** Begin RAW DATA **
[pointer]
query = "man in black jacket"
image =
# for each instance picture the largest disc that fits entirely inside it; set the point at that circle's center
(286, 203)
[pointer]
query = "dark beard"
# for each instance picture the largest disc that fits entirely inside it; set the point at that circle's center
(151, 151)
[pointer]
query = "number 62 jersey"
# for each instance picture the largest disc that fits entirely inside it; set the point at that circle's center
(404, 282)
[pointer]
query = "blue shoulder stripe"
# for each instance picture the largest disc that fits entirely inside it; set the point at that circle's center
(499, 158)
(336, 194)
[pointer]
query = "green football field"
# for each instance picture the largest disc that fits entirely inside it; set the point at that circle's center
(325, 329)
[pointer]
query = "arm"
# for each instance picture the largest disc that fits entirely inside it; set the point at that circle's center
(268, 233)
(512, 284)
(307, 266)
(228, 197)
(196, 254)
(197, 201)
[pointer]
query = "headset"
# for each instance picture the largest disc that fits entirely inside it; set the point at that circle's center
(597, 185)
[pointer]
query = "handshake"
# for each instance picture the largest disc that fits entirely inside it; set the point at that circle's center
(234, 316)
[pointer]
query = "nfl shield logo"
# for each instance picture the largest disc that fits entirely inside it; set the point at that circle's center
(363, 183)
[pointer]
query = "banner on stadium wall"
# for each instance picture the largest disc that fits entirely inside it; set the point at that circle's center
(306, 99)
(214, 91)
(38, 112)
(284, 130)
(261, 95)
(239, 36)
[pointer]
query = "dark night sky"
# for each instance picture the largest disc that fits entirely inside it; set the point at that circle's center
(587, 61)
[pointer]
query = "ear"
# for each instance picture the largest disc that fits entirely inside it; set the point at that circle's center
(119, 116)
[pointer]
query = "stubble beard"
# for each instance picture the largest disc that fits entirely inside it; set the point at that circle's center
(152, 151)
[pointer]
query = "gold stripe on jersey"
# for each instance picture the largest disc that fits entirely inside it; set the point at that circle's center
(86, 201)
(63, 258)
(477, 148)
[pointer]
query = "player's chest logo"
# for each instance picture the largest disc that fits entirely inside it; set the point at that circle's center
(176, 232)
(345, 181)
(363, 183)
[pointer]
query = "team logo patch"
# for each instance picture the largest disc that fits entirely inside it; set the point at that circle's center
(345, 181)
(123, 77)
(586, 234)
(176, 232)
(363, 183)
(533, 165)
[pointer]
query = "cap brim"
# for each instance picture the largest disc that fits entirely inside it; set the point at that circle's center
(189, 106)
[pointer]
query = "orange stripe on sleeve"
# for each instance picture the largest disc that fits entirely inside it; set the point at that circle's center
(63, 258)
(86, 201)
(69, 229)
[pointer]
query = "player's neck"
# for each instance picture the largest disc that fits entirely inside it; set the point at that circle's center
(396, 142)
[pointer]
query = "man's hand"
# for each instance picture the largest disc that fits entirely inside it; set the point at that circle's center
** End RAW DATA **
Filter the entries above, keeping every line that contains the string "stripe". Matching is case-sensitive.

SOLUTION:
query = "blue shoulder stripe"
query = "gold stripe on jersey"
query = "orange stripe on sleeve"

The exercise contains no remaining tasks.